### Source excerpt

Setting Goals from Survey Data: The Conundrum of Statistics

How to report the results of a customer survey is a vital step in a surveying program. If the results aren’t communicated in a readily interpretable way, then the impact of the survey’s findings will be compromised. Since we’re dealing with statistics, this issue can be perplexing. Most of us loathed our college statistics course and blissfully forgot everything learned (only temporarily) once we walked out of the final exam. That’s too bad since statistics is nothing more than a language for describing real world phenomena, and survey results use that language.

A second and closely related factor also comes into play: customer surveys typically serve two masters. First, they should provide feedback on strong and weak points in your company’s interactions with customers. Second, they will probably also be used to measure performance of individuals within the company. A danger exists that using the survey for performance measurement can create strange incentives for those being measured, and it could negate the feedback on operational business processes.

As an example of this, consider the following question I received from a colleague, a Vice President of Customer Care for a major software firm.

I was wondering if you could shed some light on a question that has come up in terms of customer satisfaction goals. We use a short email-based survey at the close of each customer support incident. It provides each participant five choices. Each choice is anchored with a descriptor ranging from Very Unsatisfied to Very Satisfied. We then apply a 5-point scale to the results with 1 corresponding to Highly Unsatisfied, etc. Is it better to strive for a certain average score (e.g. 4.2 or higher) or some designated percentage (e.g. 90% or more with an average score of 4 or higher)?

Here’s my response:

There’s no “right” answer to your question. Both goal setting options are viable. Typically, though, I would suggest setting the goal as a percentage responding at some point on the frequency distribution, e.g., 90% with 4 ratings or higher, so called, “top box” reporting, simply because it’s more understandable to the “statistically challenged.” A goal of 4.2 or 3.7 or 4.0 isn’t as readily interpretable and doesn’t carry the same gravitas.

However, there is a downside. With the single percentile goal, then it doesn’t matter how dissatisfied a customer is because the goal attainment isn’t affected whether someone rates service as a 1, 2 or 3 — yet I would hope you would care! You certainly wouldn’t want CSRs thinking, “Oh well, the customer’s mad at me and he’s not going to rate me a 4, so who cares…” (I cleaned up the language. 🙂 ) Perhaps you should have a paired goal. 90% with 4 or higher and less than 5% with a 1 or 2, for example.

Notice the issues in play: how to report statistical results in a way that everyone can understand, but to report results that won’t create bizarre behavioral incentives when the results are performance measures.

When I report results from a survey project in a management report, I try to find the Goldilocks happy medium. Not so little information that the readers ask for more statistics, and not so much information that they can’t find what they want. For every scalar survey question I provide “descriptive statistics,” that is, mean, mode, median, standard deviation, and confidence interval, but I also provide the frequency distribution and cumulative frequency distribution, that is, the percent of responses for each point on the scale and cumulative percent responded up to and including each point on the scale. This way each reader can get the information in the way she find most useful. The challenge is not in calculation, but in formatting! Lessons from Dr. Edward Tufte (www.tufte.com) on “data visualization” come into play.

######
### Data supplied

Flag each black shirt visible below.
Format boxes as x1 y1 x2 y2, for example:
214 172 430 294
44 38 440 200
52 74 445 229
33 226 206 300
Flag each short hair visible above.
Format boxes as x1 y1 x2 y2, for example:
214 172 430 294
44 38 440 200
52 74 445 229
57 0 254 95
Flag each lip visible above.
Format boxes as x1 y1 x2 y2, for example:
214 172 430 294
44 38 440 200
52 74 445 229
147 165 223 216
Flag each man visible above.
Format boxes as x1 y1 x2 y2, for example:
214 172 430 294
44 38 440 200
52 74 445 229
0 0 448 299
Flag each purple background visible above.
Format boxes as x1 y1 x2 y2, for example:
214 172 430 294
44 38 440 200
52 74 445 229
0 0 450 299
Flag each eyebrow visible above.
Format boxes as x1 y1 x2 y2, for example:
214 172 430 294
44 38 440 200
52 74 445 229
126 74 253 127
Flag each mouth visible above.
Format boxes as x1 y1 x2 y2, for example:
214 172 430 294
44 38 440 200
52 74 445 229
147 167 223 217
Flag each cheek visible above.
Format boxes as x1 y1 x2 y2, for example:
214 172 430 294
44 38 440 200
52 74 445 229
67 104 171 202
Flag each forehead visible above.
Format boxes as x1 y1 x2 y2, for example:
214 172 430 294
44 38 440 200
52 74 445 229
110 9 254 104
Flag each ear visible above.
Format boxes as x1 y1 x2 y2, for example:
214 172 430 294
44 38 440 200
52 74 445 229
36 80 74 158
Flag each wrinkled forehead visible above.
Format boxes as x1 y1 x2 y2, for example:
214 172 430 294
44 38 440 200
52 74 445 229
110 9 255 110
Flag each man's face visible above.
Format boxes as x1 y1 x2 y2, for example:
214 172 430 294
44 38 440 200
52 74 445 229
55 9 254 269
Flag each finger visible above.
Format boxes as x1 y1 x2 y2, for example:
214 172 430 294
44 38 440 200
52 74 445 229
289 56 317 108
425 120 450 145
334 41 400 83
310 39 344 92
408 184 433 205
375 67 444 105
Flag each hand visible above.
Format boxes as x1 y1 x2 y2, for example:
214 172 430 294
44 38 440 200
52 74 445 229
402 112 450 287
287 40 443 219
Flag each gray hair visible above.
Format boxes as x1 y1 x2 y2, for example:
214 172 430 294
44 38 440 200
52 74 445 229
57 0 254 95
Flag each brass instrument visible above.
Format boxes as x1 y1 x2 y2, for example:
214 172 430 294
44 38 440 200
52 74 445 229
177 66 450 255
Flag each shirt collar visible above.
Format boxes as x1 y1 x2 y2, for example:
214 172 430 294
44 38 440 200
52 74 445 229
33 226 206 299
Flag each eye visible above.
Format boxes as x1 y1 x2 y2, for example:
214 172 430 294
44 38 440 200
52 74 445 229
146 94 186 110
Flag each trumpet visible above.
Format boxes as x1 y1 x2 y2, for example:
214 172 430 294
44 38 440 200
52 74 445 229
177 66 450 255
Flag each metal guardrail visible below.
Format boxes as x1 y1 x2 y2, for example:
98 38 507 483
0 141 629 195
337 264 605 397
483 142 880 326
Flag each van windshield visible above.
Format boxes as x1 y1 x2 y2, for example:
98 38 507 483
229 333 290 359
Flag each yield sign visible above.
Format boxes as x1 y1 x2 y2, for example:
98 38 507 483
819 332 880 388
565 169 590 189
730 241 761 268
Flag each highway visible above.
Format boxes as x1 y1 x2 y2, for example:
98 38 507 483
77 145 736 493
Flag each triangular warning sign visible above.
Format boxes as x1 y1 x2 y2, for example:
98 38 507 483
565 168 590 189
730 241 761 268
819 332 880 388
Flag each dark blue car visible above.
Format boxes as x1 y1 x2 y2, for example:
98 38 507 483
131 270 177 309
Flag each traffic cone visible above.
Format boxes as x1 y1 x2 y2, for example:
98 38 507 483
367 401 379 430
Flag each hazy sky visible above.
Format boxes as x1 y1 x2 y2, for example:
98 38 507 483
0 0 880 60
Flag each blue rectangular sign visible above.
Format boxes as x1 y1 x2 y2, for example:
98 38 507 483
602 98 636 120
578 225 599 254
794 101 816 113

######

- Things to do -
A – Can you reproduce the article on survey goals from "A second and" to "operational business processes."?
B – In the article on survey goals, what example of a paired goal is given?
This data is separate material, unrelated to the article on survey goals.

- The solutions -
A –
A second and closely related factor also comes into play: customer surveys typically serve two masters. First, they should provide feedback on strong and weak points in your company’s interactions with customers. Second, they will probably also be used to measure performance of individuals within the company. A danger exists that using the survey for performance measurement can create strange incentives for those being measured, and it could negate the feedback on operational business processes.

B – 90% with 4 or higher and less than 5% with a 1 or 2.